**Description of the task**.
Below are the entries. Transcribe exactly the lines from the one with "positive clicks: (248, 257)" through the one with "negative clicks: (97, 219) (69, 153)", ends included, and leave out all others.

**Dataset content**.
BEGIN

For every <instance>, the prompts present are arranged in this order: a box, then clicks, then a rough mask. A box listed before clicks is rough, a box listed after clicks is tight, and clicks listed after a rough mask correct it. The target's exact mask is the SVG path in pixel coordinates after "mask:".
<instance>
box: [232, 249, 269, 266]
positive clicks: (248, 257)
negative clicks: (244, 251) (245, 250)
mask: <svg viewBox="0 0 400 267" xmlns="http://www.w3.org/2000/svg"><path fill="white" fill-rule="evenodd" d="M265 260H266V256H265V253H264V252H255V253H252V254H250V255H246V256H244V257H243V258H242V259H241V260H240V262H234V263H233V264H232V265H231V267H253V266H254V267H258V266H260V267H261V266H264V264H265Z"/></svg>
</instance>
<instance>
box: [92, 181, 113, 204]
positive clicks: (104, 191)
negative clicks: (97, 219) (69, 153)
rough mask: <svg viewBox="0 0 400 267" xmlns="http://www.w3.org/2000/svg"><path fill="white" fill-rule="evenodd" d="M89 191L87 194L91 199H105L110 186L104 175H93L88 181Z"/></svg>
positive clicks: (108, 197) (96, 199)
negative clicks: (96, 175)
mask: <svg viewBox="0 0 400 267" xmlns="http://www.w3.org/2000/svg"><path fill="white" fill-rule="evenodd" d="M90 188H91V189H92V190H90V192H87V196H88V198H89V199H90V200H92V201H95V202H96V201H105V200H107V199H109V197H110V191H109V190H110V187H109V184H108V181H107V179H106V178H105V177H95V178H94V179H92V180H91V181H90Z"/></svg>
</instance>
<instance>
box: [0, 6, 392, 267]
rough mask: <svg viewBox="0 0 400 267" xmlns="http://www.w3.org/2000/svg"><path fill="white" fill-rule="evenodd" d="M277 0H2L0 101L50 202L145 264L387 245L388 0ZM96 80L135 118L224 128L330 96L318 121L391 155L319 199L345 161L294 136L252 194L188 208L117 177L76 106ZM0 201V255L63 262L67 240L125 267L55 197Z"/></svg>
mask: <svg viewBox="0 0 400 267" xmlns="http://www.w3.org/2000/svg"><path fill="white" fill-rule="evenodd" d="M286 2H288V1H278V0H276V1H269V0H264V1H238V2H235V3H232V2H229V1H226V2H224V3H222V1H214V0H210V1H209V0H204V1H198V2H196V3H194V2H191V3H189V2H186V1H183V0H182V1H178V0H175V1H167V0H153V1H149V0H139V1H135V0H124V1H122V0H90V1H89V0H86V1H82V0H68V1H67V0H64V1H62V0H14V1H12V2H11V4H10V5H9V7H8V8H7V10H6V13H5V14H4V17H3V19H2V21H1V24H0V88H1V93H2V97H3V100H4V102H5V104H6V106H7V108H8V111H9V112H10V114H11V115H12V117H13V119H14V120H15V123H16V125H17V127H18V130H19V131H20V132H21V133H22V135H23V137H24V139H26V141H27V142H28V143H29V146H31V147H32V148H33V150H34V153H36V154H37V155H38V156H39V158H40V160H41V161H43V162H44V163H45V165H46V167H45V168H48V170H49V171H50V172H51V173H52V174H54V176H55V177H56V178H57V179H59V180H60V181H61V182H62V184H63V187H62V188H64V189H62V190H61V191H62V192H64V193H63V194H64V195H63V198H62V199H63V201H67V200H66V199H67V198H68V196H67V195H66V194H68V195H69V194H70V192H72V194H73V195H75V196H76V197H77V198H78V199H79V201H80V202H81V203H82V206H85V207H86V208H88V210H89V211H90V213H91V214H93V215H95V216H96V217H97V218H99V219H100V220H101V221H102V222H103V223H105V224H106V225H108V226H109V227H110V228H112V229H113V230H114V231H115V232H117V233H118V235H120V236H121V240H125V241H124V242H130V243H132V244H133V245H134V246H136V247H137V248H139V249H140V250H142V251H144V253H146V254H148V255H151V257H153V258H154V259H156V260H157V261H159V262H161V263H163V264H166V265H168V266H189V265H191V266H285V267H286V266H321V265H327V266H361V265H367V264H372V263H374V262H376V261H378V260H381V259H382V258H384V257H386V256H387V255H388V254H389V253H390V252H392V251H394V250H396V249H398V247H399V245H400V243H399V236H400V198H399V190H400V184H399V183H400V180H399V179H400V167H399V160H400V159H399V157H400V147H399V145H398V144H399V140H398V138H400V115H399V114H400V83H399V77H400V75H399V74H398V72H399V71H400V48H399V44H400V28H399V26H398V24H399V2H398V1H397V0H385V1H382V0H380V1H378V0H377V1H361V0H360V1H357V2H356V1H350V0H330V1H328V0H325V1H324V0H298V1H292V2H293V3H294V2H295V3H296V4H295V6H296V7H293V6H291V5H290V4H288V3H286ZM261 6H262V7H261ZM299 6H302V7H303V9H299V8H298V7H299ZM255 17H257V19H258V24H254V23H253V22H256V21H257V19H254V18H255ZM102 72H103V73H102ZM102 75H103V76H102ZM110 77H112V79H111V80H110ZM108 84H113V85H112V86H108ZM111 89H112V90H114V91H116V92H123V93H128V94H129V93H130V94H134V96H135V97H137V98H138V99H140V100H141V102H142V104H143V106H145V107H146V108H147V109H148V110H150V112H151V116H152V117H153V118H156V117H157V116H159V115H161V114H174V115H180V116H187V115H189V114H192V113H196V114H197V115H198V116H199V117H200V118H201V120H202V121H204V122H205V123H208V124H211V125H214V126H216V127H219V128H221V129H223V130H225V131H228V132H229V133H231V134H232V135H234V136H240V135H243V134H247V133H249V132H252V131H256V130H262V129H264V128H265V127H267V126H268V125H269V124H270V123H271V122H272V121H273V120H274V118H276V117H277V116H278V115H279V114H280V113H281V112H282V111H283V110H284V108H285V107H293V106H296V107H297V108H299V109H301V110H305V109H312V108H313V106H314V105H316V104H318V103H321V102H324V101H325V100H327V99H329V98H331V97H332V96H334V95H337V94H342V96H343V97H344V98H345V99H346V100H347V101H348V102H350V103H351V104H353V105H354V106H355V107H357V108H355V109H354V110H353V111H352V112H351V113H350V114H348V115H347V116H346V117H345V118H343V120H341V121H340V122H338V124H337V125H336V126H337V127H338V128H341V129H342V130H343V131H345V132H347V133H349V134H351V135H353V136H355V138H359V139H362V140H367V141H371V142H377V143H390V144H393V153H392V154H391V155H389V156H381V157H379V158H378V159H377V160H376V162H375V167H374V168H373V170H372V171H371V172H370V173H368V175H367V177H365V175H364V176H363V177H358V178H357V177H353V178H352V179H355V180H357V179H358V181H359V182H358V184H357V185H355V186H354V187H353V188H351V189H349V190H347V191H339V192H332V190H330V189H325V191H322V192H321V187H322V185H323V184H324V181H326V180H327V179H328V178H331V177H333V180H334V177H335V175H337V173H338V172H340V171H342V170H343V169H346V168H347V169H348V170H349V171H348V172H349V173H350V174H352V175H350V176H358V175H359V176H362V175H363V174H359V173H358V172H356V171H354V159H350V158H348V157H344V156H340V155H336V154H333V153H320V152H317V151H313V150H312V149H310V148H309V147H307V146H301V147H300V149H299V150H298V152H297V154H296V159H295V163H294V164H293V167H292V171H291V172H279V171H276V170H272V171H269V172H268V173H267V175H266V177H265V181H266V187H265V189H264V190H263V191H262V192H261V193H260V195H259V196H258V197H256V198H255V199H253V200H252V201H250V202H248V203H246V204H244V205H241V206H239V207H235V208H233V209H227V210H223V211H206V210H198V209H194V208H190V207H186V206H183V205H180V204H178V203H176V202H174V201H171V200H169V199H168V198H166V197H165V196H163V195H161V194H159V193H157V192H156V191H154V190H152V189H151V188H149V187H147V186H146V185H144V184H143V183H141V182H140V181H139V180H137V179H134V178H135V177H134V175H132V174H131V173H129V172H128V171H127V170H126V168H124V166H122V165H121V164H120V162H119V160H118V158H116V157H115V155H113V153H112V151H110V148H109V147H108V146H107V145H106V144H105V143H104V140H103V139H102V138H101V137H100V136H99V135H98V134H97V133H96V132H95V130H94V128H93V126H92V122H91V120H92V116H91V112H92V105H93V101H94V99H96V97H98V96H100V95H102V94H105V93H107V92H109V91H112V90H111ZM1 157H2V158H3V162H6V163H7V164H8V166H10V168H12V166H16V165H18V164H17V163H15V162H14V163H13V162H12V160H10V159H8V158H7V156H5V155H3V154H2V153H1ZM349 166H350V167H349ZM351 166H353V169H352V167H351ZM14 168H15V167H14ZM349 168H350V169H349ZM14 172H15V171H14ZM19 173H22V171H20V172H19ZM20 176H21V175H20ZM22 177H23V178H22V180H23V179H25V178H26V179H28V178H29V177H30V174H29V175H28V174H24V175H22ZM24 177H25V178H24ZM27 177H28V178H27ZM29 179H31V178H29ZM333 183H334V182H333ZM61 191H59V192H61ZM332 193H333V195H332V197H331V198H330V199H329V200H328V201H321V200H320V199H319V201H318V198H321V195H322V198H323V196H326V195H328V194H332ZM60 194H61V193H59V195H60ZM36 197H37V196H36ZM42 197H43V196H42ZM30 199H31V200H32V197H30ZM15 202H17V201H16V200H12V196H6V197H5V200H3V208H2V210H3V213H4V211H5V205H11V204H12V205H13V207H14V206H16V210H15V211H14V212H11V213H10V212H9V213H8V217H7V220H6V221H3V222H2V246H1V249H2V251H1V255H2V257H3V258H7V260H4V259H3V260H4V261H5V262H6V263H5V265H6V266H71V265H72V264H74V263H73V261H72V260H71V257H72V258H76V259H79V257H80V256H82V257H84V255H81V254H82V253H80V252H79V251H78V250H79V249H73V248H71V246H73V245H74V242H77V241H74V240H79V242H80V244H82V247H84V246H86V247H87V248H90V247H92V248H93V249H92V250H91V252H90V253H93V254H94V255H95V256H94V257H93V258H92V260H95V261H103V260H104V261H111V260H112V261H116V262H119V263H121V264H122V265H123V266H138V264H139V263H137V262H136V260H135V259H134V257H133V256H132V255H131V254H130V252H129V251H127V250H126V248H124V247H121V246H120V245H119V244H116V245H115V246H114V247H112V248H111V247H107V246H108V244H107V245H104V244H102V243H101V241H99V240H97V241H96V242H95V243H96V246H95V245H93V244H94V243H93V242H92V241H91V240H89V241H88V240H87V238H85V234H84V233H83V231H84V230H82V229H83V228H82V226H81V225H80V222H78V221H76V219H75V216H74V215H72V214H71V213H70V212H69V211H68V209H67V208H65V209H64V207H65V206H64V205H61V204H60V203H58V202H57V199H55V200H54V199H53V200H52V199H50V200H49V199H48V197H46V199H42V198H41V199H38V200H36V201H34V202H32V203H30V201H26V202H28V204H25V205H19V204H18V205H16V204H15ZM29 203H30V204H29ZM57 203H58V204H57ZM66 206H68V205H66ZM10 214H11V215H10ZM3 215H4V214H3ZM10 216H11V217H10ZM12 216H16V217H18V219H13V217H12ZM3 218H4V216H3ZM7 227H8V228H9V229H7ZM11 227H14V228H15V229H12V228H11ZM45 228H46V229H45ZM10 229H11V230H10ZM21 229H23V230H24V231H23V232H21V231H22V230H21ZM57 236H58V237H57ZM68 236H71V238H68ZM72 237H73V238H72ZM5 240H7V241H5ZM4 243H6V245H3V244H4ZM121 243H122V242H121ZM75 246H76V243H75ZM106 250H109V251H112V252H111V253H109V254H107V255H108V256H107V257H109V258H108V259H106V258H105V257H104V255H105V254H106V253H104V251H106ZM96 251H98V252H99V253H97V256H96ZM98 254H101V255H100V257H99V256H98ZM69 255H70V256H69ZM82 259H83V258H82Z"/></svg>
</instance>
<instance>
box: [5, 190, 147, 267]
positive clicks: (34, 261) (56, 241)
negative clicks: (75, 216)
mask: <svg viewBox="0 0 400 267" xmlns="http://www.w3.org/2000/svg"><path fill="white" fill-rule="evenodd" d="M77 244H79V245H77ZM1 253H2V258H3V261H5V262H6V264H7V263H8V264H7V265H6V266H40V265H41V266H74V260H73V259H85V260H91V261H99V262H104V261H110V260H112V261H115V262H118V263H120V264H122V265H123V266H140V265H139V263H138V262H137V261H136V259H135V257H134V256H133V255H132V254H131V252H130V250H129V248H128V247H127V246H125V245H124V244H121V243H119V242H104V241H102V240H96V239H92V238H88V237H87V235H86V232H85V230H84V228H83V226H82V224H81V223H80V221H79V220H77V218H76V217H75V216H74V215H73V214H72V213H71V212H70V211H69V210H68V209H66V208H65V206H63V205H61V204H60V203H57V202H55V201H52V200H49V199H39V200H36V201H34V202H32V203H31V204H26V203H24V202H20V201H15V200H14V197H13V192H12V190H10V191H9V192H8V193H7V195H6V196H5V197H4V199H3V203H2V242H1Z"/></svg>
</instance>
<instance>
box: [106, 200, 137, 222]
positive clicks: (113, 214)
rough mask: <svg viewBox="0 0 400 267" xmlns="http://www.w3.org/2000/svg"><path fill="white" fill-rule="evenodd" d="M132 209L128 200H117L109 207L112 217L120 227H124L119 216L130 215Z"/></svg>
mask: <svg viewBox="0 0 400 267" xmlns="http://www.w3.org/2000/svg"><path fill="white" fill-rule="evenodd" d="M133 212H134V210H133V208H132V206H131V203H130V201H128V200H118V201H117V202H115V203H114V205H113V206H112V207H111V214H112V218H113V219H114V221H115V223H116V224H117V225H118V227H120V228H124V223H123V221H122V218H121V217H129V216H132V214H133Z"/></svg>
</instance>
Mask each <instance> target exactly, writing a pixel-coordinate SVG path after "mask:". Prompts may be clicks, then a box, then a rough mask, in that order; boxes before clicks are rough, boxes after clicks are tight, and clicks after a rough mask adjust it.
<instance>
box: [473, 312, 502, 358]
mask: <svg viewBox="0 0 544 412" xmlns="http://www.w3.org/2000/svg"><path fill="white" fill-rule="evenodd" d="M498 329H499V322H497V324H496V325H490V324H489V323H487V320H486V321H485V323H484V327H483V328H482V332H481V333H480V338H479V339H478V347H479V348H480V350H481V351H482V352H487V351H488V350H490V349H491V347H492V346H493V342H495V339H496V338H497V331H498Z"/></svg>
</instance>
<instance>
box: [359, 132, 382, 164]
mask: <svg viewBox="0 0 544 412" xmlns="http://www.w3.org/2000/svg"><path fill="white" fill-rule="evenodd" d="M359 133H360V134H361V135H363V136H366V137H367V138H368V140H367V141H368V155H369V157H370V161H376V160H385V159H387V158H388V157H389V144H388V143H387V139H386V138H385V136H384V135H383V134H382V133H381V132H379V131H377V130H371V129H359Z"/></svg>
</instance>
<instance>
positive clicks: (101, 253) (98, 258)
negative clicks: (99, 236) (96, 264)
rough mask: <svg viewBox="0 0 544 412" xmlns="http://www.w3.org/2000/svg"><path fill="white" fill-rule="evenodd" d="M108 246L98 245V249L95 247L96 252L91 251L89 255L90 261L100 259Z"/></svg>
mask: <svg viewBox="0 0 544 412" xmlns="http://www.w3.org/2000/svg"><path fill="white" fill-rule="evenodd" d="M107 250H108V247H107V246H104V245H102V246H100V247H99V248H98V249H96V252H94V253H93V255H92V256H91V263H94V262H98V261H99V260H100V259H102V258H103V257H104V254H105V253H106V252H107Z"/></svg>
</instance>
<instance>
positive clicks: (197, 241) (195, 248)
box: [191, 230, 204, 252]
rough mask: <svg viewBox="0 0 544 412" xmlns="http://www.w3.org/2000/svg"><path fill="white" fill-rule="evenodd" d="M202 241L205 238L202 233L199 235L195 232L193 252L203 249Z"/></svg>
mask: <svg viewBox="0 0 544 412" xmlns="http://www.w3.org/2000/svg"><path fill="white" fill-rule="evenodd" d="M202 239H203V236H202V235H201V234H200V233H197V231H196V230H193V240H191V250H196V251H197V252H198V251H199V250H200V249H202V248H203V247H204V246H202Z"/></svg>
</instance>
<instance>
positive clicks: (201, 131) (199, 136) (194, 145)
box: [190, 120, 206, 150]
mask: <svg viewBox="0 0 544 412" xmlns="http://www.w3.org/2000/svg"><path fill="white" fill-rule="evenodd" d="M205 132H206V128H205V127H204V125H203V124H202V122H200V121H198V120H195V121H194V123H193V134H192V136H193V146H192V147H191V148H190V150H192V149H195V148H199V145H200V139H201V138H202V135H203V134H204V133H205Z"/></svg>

END

**Response to this task**.
positive clicks: (248, 257)
negative clicks: (244, 251) (245, 250)
mask: <svg viewBox="0 0 400 267" xmlns="http://www.w3.org/2000/svg"><path fill="white" fill-rule="evenodd" d="M265 260H266V256H265V253H264V252H255V253H252V254H250V255H246V256H244V257H243V258H242V259H241V260H240V262H234V263H233V264H232V265H231V267H253V266H254V267H258V266H260V267H261V266H264V264H265Z"/></svg>
</instance>
<instance>
box: [92, 181, 113, 204]
positive clicks: (104, 191)
negative clicks: (97, 219) (69, 153)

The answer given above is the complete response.